What the exercise asks:
Every line below should be repeated exactly.

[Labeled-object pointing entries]
*****

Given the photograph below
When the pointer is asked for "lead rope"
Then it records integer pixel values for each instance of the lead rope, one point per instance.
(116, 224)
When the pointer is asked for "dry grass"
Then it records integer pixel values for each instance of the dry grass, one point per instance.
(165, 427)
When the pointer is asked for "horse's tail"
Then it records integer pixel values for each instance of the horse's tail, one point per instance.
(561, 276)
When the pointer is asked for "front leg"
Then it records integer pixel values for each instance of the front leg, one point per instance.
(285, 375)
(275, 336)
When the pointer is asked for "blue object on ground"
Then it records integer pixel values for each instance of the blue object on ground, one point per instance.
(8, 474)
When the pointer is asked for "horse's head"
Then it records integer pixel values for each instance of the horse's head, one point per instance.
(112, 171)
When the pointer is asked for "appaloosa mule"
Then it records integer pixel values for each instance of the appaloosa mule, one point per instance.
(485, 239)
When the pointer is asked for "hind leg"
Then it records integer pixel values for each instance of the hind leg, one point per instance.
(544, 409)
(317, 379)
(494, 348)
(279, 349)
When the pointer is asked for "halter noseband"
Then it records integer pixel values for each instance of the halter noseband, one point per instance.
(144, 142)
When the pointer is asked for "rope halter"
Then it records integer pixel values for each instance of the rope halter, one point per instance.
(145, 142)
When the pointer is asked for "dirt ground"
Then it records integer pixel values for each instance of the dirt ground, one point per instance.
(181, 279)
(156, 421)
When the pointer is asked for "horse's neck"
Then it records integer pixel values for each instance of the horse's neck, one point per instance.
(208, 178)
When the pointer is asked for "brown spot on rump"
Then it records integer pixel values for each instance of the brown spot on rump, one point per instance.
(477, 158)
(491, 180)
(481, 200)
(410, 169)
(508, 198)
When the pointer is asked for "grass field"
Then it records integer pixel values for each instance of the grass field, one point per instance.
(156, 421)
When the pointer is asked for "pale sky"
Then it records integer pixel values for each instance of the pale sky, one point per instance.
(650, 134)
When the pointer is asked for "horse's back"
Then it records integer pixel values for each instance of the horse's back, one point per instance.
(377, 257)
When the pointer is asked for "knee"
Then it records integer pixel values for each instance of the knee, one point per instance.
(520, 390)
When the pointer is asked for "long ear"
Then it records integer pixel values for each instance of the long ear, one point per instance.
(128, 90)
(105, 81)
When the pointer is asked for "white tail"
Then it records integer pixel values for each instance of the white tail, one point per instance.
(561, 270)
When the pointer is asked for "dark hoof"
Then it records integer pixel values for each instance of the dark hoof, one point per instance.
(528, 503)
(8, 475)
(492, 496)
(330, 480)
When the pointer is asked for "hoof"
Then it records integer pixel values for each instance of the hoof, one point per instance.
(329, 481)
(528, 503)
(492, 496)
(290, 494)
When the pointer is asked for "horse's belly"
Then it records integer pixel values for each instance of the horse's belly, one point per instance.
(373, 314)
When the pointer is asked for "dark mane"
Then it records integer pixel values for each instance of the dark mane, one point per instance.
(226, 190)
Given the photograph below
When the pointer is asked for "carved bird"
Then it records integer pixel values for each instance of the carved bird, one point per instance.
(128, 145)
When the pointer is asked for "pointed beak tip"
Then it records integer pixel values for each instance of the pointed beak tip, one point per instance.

*****

Written answer:
Given the photograph below
When the pointer is asked for "lead rope"
Then it records integer pixel values for each instance of the lead rope, one point per instance.
(116, 224)
When the pointer is asked for "dry grass"
Then it records integer pixel values for each instance of the dry grass, one point per instance.
(165, 427)
When the pointer is asked for "horse's tail"
Then it records integer pixel values for each instance of the horse's tail, one point per instance.
(561, 276)
When the pointer is asked for "front leg"
Then it records integer pixel values for each instance of the front leg, one point per instance.
(285, 375)
(275, 336)
When the pointer is asked for "blue object on ground"
Then it records integer pixel values for each instance of the blue object on ground, one point per instance.
(8, 474)
When the pointer is asked for "horse's head"
Then it records integer pixel values for each instance of the horse's head, one point per instance.
(112, 171)
When the pointer is asked for "appaloosa mule"
Then it records integer pixel values for each instance of the appaloosa mule, one point per instance.
(485, 239)
When the pointer is asked for "hind leg"
Then it records integer pixel values for each instance of the hind leg, one point per instance.
(544, 409)
(317, 379)
(494, 348)
(279, 349)
When the pointer is asked for "halter noseband"
Then it records integer pixel values for each instance of the halter noseband, one point per instance.
(144, 142)
When the pointer is asked for "rope halter"
Then it records integer pixel values for each instance of the rope halter, one point per instance.
(145, 142)
When the pointer is asked for "dirt ground"
Then it records integer pixel values for each instance of the dirt ground, one point per instance.
(181, 279)
(156, 421)
When the pointer is asked for "horse's neck"
Then it records integer pixel values for each instance of the horse's neck, one point per instance.
(208, 178)
When the pointer is asked for "brown spot on rump"
Then it records integer pixel values for each instance of the brown spot on rump, one point per instance.
(477, 158)
(491, 180)
(481, 200)
(410, 169)
(508, 198)
When the pointer is asked for "grass field"
Then it records integer pixel values for each instance of the grass field, one point per instance.
(156, 421)
When the pointer is asked for "pale sky"
Then it records integer pixel values for each instance of the pale sky, one point per instance.
(650, 134)
When the pointer is asked for "horse's back"
Then it records integer pixel values for each instance of the horse's back, one point per instance.
(377, 257)
When the pointer is asked for "knee"
Then it records integer pixel values for each instance of the knee, one point per instance.
(520, 390)
When the pointer is asked for "long ear"
Then it records integer pixel values for each instance of the long ear, one point per instance.
(128, 90)
(105, 81)
When the pointer is asked for "white tail"
Then it records integer pixel values for each instance of the white tail, one point per instance.
(561, 270)
When the pointer is asked for "dark hoof"
Then it records integer pixel values for each instance of the dark hoof, one point per instance.
(528, 503)
(8, 475)
(492, 496)
(330, 480)
When the pointer is asked for "hoof"
Then it records integer pixel values for each instance of the hoof, one point per instance.
(329, 481)
(528, 503)
(492, 496)
(290, 494)
When the pointer is asked for "horse's belly"
Then it records integer pixel values for each instance of the horse's belly, one point per instance.
(373, 314)
When the pointer is asked for "dark mane"
Then it records integer pixel values for each instance of the dark mane, one point per instance.
(226, 190)
Given the photograph below
When the pointer is asked for "carved bird"
Then it records integer pixel values for each instance of the carved bird, one point per instance.
(128, 145)
When the pointer is asked for "pointed beak tip"
Then it records integer pixel values for each instance of the pointed beak tip, one point per instance.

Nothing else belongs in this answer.